Lines below that hold the word "roof" must be copied in full.
╭─ GIVEN INFORMATION
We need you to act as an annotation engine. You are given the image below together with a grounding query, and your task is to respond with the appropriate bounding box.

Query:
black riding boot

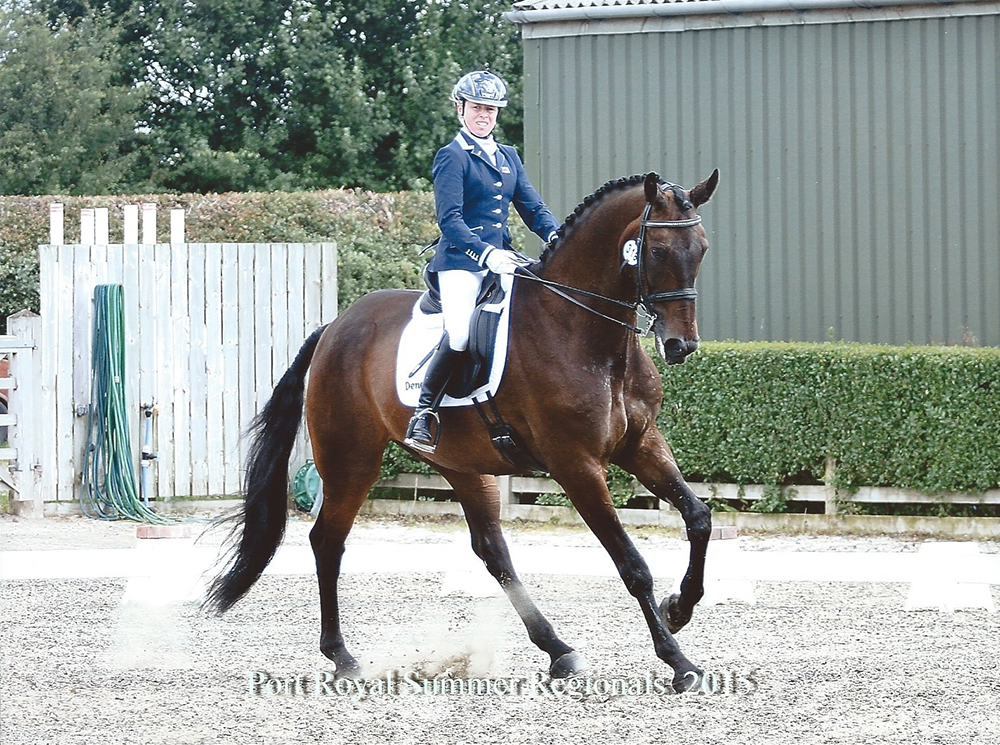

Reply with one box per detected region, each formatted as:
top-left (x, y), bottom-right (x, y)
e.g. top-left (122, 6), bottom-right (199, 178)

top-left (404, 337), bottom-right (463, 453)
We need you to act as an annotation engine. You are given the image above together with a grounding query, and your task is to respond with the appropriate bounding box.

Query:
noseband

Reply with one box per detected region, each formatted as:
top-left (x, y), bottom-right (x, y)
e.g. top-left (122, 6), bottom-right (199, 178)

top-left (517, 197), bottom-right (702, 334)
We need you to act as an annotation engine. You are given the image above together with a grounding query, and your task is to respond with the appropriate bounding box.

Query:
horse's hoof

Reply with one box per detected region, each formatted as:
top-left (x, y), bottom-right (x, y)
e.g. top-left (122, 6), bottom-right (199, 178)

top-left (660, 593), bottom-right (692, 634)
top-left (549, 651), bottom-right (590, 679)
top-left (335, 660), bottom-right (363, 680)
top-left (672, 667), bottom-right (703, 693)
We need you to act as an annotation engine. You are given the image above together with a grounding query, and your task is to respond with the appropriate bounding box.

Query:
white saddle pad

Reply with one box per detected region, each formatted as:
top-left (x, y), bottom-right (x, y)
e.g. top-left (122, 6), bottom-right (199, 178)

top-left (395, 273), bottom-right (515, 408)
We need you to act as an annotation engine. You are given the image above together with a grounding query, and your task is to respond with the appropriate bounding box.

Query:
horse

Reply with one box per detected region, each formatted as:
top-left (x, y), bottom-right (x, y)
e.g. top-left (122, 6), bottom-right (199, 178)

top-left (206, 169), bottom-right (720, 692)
╰─
╭─ GIVEN INFORMATION
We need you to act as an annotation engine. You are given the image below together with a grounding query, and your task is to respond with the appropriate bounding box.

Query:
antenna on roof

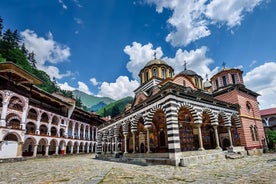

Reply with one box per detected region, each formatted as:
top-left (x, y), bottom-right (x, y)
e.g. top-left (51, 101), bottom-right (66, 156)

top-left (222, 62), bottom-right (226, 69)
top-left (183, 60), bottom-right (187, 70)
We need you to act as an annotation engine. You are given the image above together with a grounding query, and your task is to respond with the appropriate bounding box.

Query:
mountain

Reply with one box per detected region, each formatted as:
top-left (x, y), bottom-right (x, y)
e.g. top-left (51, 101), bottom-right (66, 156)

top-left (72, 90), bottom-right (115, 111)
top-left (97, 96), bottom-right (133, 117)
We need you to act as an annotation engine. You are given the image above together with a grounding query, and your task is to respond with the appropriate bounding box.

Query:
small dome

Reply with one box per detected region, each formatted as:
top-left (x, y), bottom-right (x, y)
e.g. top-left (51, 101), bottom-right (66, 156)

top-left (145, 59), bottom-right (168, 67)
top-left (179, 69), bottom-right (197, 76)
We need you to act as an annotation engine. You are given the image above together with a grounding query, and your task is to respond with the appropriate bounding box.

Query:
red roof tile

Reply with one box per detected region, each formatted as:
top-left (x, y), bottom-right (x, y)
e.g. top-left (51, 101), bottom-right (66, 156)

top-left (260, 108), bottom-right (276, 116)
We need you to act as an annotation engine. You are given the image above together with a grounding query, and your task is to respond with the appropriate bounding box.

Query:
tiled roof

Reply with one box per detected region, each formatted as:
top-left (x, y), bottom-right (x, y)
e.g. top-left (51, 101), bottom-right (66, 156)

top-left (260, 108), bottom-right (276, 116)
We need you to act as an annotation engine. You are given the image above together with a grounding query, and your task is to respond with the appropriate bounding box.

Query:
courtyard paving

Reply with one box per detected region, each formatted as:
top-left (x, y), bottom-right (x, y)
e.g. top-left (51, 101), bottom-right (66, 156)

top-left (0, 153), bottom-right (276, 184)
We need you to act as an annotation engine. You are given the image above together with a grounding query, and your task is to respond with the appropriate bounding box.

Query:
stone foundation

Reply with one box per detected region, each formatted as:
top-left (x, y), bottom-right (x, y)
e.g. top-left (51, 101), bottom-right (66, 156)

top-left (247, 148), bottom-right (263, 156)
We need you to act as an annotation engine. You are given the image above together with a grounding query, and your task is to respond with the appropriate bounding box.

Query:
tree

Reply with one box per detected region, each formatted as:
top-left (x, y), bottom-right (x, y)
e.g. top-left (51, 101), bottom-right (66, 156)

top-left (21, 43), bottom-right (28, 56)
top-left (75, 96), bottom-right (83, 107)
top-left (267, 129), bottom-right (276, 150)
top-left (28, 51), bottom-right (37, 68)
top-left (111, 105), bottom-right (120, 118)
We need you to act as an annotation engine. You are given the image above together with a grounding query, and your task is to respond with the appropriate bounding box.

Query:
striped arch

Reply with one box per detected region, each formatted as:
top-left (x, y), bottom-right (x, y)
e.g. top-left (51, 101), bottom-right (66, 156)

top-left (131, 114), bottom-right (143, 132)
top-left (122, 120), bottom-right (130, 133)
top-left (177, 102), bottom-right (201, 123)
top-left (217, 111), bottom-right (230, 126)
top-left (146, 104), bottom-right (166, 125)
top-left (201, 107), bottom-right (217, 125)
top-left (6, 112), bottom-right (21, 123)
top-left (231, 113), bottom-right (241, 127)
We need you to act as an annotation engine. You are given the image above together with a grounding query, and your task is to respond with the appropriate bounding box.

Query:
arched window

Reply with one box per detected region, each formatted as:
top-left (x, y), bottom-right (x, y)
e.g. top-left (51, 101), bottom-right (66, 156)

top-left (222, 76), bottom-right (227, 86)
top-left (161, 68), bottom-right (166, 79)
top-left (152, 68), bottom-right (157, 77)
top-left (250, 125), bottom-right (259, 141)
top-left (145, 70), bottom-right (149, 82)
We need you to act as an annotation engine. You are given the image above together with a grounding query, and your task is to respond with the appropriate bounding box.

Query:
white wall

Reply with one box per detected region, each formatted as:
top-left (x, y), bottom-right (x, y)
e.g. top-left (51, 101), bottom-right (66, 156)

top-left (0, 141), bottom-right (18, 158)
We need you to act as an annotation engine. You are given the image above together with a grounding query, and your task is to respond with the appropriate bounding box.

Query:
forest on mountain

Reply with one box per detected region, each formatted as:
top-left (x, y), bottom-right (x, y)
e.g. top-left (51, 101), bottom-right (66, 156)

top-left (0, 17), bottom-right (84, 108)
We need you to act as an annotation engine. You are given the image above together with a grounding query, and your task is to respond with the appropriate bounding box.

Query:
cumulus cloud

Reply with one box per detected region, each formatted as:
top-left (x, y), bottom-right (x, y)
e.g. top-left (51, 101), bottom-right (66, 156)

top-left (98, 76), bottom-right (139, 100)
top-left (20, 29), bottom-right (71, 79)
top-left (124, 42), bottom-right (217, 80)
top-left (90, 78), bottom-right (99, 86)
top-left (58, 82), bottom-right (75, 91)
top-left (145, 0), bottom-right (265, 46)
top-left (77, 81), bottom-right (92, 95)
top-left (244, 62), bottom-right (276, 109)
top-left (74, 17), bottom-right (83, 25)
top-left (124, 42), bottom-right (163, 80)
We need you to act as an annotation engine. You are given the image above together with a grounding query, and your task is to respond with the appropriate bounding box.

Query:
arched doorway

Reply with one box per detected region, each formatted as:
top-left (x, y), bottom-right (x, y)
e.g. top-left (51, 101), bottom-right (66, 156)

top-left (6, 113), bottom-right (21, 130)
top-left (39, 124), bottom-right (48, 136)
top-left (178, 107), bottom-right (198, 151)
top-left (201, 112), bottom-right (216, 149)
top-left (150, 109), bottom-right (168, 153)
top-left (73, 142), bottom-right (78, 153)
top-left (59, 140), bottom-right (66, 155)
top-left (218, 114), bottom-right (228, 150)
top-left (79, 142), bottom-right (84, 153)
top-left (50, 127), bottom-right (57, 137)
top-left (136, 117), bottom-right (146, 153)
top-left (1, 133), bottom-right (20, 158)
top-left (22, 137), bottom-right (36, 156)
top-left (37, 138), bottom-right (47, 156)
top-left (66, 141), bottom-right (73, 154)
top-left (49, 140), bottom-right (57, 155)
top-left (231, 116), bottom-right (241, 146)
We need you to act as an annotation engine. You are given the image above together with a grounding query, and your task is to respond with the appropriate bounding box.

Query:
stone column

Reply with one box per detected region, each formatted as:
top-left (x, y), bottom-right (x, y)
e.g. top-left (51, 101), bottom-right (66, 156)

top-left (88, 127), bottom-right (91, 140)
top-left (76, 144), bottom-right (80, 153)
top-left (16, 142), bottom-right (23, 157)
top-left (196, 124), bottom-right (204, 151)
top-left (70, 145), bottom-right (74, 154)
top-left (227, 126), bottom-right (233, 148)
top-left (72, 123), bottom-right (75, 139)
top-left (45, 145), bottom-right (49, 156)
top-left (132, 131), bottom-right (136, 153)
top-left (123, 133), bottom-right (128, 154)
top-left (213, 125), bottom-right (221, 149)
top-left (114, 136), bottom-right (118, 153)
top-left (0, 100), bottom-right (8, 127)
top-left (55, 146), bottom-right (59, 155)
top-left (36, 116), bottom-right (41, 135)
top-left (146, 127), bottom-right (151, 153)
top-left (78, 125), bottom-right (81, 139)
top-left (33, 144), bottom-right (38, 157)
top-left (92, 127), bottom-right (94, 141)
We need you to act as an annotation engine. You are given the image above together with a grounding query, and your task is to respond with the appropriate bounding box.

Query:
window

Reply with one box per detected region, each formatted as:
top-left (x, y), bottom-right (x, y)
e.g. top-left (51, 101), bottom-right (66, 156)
╰─
*SOLUTION FOR THIS TASK*.
antenna on roof
red roof tile
tiled roof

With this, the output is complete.